* WHAT YOU WILL DO
Starting at the line that contains "Find the wooden shelving" and stopping after the line that contains "[(328, 188), (631, 313)]", write those records out again, requests included, and increase every x and y coordinate in the answers by 104.

* EXTRACTED ENTRIES
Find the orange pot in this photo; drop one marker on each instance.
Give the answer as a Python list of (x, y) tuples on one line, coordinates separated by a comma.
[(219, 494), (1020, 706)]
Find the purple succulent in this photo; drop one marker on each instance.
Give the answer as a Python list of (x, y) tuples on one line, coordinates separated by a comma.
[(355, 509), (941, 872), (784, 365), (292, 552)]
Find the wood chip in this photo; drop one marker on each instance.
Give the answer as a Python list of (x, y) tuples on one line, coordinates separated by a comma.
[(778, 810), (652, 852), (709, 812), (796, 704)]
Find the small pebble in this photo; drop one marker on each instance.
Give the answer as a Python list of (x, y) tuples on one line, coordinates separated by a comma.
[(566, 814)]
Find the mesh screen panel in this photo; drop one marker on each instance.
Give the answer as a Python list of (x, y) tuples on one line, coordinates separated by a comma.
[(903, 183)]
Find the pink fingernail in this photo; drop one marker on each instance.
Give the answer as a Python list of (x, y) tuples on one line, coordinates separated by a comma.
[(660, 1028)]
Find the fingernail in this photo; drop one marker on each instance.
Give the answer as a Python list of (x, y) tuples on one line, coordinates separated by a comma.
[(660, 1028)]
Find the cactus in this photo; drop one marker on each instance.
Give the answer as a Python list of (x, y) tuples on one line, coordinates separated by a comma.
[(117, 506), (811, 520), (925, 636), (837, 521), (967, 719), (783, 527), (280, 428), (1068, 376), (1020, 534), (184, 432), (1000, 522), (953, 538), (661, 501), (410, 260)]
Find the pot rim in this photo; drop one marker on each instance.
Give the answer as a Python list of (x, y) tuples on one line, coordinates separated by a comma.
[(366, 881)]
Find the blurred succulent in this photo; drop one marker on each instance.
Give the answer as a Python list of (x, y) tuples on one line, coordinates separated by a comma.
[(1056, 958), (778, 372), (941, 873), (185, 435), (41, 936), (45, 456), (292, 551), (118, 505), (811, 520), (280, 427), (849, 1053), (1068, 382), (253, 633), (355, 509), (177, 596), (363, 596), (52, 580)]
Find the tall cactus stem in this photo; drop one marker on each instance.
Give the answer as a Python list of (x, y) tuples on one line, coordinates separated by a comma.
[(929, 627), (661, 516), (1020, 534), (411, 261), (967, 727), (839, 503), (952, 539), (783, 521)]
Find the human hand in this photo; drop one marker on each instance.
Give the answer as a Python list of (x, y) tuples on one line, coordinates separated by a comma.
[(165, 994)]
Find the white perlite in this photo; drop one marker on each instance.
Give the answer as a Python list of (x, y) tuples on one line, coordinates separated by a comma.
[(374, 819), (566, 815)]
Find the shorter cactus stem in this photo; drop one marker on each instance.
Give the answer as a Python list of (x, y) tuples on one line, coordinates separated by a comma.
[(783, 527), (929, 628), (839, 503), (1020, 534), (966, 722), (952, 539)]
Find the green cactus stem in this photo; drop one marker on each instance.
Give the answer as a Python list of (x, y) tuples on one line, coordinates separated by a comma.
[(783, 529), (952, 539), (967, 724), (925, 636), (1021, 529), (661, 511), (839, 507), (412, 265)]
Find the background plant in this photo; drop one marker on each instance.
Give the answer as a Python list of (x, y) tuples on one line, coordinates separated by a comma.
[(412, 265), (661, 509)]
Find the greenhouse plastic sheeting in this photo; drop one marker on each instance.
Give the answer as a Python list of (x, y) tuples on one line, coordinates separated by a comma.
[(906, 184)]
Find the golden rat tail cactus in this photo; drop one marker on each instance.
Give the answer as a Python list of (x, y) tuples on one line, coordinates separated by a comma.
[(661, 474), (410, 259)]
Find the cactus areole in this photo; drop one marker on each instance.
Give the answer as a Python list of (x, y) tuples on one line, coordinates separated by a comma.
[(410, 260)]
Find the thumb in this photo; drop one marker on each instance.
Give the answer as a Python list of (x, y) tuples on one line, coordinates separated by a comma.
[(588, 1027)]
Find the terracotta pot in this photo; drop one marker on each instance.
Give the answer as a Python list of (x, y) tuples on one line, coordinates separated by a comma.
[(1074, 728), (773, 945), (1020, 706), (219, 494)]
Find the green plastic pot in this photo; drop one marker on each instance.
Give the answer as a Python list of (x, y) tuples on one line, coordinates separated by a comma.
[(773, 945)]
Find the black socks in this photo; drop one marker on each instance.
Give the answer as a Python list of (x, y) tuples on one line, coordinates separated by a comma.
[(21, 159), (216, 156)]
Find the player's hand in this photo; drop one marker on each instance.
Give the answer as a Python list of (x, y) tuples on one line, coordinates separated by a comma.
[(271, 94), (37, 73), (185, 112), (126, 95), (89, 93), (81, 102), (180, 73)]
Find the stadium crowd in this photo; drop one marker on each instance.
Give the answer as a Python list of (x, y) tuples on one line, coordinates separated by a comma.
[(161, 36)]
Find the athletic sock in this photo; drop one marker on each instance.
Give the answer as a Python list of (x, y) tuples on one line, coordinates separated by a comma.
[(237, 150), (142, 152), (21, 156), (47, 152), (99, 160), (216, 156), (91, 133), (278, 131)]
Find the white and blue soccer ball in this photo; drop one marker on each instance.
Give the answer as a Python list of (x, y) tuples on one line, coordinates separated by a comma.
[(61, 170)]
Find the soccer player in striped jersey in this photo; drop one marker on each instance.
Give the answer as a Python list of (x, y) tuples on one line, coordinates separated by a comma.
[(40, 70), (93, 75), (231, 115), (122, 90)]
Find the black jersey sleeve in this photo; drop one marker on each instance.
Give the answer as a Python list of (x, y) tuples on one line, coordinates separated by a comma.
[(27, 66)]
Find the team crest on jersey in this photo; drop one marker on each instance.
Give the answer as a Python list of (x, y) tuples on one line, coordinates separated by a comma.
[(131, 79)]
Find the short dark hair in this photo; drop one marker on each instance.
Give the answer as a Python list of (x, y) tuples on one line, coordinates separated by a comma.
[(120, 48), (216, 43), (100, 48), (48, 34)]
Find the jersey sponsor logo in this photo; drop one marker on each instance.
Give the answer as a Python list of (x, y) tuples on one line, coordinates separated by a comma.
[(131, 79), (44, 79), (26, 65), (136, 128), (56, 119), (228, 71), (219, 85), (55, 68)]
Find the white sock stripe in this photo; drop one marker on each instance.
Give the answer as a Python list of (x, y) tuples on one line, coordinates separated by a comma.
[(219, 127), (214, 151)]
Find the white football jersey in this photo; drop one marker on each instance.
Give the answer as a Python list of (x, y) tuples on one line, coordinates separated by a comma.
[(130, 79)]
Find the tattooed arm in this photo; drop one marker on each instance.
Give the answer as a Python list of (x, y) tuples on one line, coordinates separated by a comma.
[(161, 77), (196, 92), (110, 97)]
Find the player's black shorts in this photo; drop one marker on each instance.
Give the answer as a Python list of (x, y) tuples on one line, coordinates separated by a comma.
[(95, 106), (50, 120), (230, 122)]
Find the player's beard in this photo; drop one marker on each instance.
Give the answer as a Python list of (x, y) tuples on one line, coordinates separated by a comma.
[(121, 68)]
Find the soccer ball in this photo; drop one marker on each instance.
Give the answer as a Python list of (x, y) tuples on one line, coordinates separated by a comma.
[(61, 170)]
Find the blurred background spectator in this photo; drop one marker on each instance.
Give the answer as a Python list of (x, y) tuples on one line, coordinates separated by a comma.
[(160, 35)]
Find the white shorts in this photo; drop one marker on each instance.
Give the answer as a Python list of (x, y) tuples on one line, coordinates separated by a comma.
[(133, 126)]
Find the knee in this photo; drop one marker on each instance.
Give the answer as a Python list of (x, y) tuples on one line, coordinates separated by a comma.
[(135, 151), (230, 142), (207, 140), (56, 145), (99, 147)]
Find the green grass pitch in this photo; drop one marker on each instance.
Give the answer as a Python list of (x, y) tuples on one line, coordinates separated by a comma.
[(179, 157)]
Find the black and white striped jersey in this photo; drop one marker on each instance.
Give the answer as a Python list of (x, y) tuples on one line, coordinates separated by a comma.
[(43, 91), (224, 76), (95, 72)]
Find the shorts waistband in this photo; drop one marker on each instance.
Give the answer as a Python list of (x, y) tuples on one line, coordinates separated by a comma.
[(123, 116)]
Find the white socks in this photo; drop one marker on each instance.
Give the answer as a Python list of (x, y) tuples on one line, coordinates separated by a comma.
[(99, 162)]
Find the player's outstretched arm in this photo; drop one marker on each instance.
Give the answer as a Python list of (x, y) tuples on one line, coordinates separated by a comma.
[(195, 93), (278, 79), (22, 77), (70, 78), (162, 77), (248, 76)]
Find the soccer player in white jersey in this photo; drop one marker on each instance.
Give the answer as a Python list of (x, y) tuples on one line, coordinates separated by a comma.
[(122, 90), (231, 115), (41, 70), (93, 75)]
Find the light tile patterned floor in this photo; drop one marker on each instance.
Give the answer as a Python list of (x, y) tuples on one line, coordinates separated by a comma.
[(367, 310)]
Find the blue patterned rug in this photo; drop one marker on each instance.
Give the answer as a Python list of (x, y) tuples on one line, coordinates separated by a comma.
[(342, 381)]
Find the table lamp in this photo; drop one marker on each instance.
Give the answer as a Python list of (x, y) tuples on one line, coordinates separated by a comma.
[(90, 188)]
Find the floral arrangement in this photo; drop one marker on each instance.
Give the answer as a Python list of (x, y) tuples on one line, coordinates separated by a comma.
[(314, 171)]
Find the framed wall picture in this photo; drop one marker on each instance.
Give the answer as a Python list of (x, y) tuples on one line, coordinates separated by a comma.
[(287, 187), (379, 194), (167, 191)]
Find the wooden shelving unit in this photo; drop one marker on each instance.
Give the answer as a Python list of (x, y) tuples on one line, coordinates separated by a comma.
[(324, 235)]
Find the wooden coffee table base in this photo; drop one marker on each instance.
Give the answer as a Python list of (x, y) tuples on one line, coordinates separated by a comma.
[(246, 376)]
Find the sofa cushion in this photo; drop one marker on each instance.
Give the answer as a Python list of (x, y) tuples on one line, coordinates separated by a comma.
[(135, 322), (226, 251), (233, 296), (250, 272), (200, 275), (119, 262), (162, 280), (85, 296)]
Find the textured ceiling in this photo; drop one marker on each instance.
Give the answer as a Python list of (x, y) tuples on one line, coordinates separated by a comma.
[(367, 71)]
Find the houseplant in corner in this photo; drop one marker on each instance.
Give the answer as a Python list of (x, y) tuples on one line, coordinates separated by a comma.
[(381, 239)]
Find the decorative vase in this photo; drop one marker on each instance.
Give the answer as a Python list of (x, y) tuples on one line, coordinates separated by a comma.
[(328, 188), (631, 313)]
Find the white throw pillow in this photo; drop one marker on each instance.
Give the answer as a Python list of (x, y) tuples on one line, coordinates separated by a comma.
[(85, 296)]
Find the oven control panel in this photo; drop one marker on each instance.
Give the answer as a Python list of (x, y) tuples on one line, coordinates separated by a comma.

* PROBLEM SOLUTION
Find the wooden shelving unit in this photo; drop one marker on each instance.
Give the answer as a Python list of (x, y) tuples on one line, coordinates separated by a comma.
[(428, 339)]
Find the wooden coffee table base in this photo; drop one marker on each instance.
Give the answer as a Python list of (x, y) tuples on one line, coordinates separated by a comma.
[(350, 480)]
Find the sofa cushion in this photo; drop one marker on each instance.
Give the answer as a Python list of (x, y) tuples on one line, coordinates separated by a comma.
[(239, 426), (330, 355), (337, 400), (354, 376), (304, 379), (223, 366), (266, 384), (189, 400)]
Find the textured ceiling in this photo; drop one marker on each instance.
Give the answer as a Python list of (x, y) tuples on one line, coordinates separated by a comma.
[(471, 175)]
Find the houseplant in corner in this photo; drop one marker on each instance.
Give the answer as a Python list of (x, y) tuples on one line, coordinates separated by a comma.
[(485, 343)]
Find the decorative vase in this photo; drop one marker on each instance.
Give the answer as a Python list of (x, y) tuples on one line, coordinates separated by a comma.
[(432, 292), (735, 417)]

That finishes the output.